Text section ::

______

As the impacts of the climate emergency are felt by ever more people, what can we expect from the UN climate conference in Glasgow? Our briefing provides an overview of the latest IPCC report, the Paris Agreement and prospects for COP26.

Human activity is changing the climate in unprecedented ways, some irreversible. This was the headline message of the latest report by the Intergovernmental Panel on Climate Change (IPCC) – the first major review of scientific evidence since 2013 and the Panel’s most emphatic statement that human activity is heating the atmosphere, ocean and land.

The report notes that global surface temperatures have increased by more than 1°C compared to pre-industrial levels. They have even breached 1.5°C – the aspirational target set out by the Paris Agreement on climate change – at certain points over the last years, such as during the 2016 El Niño.

______

Stored data ::
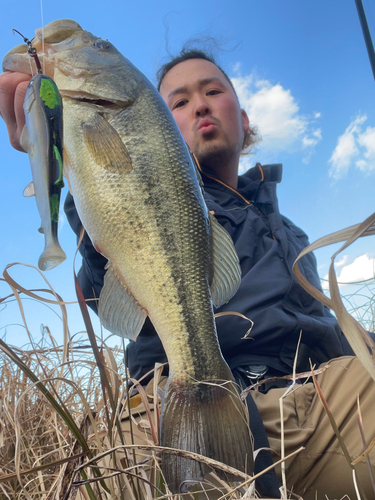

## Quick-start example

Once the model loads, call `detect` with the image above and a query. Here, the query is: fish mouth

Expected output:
[60,90,124,109]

______

Set of tasks ::
1. Retype the part of the climate briefing that begins at "As the impacts" and ends after "2016 El Niño.".
2. List everything the climate briefing says human activity is heating.

Responses for each task ::
1.
As the impacts of the climate emergency are felt by ever more people, what can we expect from the UN climate conference in Glasgow? Our briefing provides an overview of the latest IPCC report, the Paris Agreement and prospects for COP26.

Human activity is changing the climate in unprecedented ways, some irreversible. This was the headline message of the latest report by the Intergovernmental Panel on Climate Change (IPCC) – the first major review of scientific evidence since 2013 and the Panel’s most emphatic statement that human activity is heating the atmosphere, ocean and land.

The report notes that global surface temperatures have increased by more than 1°C compared to pre-industrial levels. They have even breached 1.5°C – the aspirational target set out by the Paris Agreement on climate change – at certain points over the last years, such as during the 2016 El Niño.

2. The atmosphere, the ocean, and land.